Soal dan Tugas
1/ Jawablah pertanyaan berikut berdasarkan bacaan tentang fiksi distopia.
(a) Serial apa yang baru ditonton penulis sehingga ia jadi memikirkan fiksi distopia?
(b) Dari bahasa apa istilah dystopia berasal, dan apa arti harfiahnya?
(c) Novel apa yang menempati urutan pertama dalam daftar rekomendasi penulis, dan siapa pengarangnya?
2/ Teruskan bacaan tentang fiksi distopia setelah kalimat terakhir yang ditampilkan.

Teks Bacaan
******

Karena habis nonton Watchmen the series, saya jadi kepikiran dystopian fiction. Genre yang satu ini memang terfavorit buat saya. Baik untuk dibaca ataupun ditonton.
Saya selalu kesengsem film-film ber-genre dystopia. Sejelek apa pun filmnya. The Purge, The Postman, Mortal Engines, sampai Darkest Minds yang review-nya negatif pun saya suka.
Kalau bicara soal dystopian fiction, seharusnya saya baca lebih banyak buku dari genre ini. Tapi nyatanya nggak banyak yang sudah saya lahap.
Genre dystopia memang agak berat. Butuh mental yang sedang oke untuk membacanya. Jadi nggak bisa langsung lahap banyak judul. Sama seperti saya yang nggak mampu kalau harus nonton Black Mirror secara maraton.
Tapi ada beberapa novel dystopia yang kepingin saya rekomendasikan ke pembaca lain. Barangkali ada penikmat fiksi yang kepingin kenalan sama genre ini.
Dan sebelum ke list, mari kita bahas soal definisi dystopia dulu.
Dystopia dan Anti-Utopia
Menurut Oxford Dictionary, dystopia adalah negara atau masyarakat imajiner yang ditandai ketidakadilan dan penderitaan, terutama setelah terjadinya bencana besar-besaran atau masyarakat yang dipimpin pemerintah totaliter.
Meminjam dari Wikipedia, dystopia adalah kondisi masyarakat yang menakutkan dan tidak diinginkan.
Dystopia sendiri berasal dari istilah Yunani yang secara harfiah bisa diartikan sebagai ‘tempat yang buruk’.
Singkatnya, dystopia adalah antonim dari utopia. Anti-utopia. Fiksi dari genre ini biasanya punya beberapa ciri khas, antara lain:
- Pasca-perang atau bencana besar
- Tatanan masyarakat yang kacau
- Perekonomian ambruk
- Kerusakan lingkungan
- Dehumanisasi dan opresi besar-besaran
- Pemerintah totaliter atau megakorporasi yang memonopoli kehidupan masyarakat
Dystopia kerap diramu bareng unsur post-apocalytic dan sci-fi. Jadi kadang sulit mengidentifikasi ketiganya secara terpisah.
Novel-Novel Dystopia Terbaik Versi Saya
Nah, kalau baca pengertiannya saja pasti masih belum nyantol beneran. Saya dulu begitu. Jadi, sekarang langsung coba baca buku-bukunya saja. Ini beberapa novel dystopia recommended versi saya.
1. 1984 – George Orwell
Nothing beats the excellence of 1984. Menurut saya ini adalah mahakarya di genre dystopia. Benar-benar detail, bikin miris, dan nakutin. Satir yang benar-benar mengena.

******

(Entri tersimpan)

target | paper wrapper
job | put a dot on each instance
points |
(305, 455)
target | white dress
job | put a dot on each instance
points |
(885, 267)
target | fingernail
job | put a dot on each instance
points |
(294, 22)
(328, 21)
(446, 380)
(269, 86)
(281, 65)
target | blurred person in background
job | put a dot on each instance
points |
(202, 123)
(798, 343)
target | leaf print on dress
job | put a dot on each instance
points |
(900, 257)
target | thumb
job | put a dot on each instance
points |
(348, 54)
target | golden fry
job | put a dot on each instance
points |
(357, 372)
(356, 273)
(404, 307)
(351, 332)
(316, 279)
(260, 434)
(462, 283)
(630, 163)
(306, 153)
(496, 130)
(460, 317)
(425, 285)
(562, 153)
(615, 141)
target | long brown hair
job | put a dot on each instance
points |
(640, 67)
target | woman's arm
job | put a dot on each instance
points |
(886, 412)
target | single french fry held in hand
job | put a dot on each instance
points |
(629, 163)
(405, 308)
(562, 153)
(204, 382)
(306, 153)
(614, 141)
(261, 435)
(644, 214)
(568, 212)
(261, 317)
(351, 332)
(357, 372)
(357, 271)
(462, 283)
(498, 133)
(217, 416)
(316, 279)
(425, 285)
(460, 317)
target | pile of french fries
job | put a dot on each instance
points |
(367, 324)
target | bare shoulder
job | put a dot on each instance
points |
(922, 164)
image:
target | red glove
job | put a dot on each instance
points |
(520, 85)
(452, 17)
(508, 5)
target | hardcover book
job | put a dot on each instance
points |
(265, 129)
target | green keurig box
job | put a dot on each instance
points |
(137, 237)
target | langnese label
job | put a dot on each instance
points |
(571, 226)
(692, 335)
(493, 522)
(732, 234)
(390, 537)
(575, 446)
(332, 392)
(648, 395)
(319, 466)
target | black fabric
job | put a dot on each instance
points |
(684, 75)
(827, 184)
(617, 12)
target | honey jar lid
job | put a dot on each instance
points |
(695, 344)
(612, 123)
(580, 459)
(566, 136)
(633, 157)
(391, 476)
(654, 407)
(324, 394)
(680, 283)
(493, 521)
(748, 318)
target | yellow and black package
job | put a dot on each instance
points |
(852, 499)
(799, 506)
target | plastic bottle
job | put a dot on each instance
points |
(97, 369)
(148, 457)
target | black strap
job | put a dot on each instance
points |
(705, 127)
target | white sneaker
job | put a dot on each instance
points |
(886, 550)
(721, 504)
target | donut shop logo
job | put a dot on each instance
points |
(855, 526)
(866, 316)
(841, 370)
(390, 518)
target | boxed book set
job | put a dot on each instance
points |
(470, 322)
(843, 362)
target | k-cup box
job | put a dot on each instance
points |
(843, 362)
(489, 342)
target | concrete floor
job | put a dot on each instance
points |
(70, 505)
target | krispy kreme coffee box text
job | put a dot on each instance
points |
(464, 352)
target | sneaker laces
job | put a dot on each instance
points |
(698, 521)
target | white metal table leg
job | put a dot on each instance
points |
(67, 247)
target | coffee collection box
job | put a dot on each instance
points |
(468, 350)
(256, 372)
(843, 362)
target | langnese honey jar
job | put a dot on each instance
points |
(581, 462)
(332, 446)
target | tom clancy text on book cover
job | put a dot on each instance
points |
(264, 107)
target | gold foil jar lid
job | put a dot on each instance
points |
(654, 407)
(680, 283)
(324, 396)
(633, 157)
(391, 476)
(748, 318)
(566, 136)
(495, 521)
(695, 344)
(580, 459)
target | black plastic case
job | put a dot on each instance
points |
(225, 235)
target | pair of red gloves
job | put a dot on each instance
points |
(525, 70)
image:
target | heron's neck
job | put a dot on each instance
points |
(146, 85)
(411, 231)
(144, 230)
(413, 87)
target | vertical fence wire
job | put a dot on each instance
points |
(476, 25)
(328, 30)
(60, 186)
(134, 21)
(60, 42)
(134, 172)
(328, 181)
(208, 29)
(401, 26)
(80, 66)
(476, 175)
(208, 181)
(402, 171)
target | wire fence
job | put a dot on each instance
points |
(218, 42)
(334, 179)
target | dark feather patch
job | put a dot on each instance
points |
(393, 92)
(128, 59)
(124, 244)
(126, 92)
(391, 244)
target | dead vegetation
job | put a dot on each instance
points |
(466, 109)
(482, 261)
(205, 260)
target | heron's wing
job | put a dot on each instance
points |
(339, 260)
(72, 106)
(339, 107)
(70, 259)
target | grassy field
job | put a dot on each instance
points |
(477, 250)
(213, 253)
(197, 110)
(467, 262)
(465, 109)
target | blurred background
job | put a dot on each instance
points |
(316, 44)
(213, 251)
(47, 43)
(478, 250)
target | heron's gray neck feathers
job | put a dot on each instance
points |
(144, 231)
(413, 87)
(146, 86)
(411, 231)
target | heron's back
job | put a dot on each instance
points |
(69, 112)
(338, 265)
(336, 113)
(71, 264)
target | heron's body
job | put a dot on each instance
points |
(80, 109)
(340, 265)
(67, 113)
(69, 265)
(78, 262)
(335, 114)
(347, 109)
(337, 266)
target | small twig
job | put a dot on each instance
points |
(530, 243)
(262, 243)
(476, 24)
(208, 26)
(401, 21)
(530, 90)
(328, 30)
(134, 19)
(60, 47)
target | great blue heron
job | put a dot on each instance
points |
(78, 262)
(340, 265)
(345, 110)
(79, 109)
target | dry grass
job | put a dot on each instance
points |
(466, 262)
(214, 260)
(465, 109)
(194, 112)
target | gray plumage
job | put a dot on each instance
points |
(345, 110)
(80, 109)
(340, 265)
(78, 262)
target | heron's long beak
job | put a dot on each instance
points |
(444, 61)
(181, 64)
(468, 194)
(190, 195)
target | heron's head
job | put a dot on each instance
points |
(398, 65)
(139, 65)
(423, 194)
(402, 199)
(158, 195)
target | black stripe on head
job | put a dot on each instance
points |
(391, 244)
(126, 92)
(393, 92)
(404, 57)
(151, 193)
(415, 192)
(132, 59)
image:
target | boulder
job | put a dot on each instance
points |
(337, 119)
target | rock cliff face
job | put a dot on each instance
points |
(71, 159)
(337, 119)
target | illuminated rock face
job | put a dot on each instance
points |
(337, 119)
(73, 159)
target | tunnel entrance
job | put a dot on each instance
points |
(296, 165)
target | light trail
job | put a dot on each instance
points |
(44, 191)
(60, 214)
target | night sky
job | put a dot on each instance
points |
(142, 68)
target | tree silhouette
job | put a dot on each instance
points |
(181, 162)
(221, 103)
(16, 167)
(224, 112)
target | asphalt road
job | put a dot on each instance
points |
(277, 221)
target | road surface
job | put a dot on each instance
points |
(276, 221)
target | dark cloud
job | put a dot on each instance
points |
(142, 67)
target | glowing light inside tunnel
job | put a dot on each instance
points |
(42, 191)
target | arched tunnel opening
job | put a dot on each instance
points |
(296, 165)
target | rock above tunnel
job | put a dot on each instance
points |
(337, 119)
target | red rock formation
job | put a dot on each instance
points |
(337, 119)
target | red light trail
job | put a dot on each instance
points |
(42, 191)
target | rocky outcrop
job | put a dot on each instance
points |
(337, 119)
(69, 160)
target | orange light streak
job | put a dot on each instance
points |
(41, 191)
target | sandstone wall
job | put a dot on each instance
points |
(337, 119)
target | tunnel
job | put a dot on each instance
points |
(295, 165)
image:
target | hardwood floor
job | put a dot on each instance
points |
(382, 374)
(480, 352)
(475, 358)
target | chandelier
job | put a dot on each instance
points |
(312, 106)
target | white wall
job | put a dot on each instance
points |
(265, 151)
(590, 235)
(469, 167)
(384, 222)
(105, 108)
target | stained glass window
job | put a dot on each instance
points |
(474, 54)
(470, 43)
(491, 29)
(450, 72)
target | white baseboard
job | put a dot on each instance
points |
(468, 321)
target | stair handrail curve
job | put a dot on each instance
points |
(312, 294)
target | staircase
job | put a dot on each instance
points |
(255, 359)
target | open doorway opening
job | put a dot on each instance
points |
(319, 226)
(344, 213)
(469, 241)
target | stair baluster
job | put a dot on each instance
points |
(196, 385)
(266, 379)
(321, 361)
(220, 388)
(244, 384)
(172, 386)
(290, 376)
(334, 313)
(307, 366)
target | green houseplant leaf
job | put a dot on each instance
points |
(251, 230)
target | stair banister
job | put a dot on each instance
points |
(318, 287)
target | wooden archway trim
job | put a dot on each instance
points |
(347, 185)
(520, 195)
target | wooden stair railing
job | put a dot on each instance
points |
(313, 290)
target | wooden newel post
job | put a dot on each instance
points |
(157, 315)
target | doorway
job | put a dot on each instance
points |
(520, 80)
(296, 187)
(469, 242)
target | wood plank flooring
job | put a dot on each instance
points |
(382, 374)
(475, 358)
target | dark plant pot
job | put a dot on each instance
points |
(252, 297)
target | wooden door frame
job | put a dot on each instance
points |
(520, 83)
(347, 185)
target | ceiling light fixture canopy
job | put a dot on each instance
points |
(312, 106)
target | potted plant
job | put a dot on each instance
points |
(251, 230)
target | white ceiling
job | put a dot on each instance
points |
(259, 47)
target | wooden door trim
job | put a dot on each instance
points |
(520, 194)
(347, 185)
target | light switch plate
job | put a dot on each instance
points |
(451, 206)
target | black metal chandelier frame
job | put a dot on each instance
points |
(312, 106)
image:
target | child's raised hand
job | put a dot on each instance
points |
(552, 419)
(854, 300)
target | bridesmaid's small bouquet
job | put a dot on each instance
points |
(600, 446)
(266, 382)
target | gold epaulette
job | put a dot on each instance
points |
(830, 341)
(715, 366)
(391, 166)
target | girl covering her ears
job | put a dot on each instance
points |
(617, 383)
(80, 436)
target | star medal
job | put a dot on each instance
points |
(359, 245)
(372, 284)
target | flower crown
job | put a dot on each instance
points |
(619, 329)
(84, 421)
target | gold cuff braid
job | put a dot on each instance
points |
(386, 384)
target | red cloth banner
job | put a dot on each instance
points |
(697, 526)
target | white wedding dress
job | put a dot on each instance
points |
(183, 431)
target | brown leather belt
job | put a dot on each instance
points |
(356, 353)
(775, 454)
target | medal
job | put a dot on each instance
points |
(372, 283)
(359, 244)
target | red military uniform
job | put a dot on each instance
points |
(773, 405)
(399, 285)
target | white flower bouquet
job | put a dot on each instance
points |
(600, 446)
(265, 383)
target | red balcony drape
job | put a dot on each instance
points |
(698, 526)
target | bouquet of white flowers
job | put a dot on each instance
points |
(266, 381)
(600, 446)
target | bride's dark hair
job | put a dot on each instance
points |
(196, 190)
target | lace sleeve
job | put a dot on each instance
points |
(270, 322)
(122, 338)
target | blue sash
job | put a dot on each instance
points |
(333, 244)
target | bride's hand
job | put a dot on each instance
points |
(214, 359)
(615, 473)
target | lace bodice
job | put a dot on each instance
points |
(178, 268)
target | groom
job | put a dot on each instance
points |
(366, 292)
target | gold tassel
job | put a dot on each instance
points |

******

Jawaban Berurutan
1/
(a) Watchmen the series.
(b) Dari bahasa Yunani, dengan arti harfiah "tempat yang buruk".
(c) 1984, karya George Orwell.

2/
Dystopia di 1984 ditandai pemerintahan totaliter yang dikendalikan partai tunggal Ingsoc. Partai ini menguasai setiap aspek kehidupan masyarakat Oceania sampai ke tingkat pikiran. Bahkan bahasa sehari-hari pun harus menggunakan Newspeak yang kosakatanya terbatas, demi mencegah berkembangnya gagasan ‘radikal’.
Konsep double think yang jadi bagian doktrin Ingsoc ini benar-benar sakit. Kalau pemerintah bilang 2+2=5, meskipun yang bener 4, warga Oceania harus yakin 100 persen jawabannya 5. Dan ini berlaku untuk setiap statement yang dikeluarkan negara.
Pokoknya kalau dibandingkan Big Brother dan antek-anteknya, Kim Jong-un serasa santo.
2. The Handmaid’s Tale – Margaret Atwood
Nah, dystopia yang satu ini mengangkat radikalisme agama dan isu opresi terhadap kaum wanita, dalam kondisi terburuk yang bisa dibayangkan.
Berbekal ayat yang diinterpretasikan seenak jidat, kelompok politik yang berhasil merebut kekuasaan di Amerika Serikat mengubah negara itu menjadi Gilead, sebuah negara totaliter dengan falsafah hidup ultra-konservatif.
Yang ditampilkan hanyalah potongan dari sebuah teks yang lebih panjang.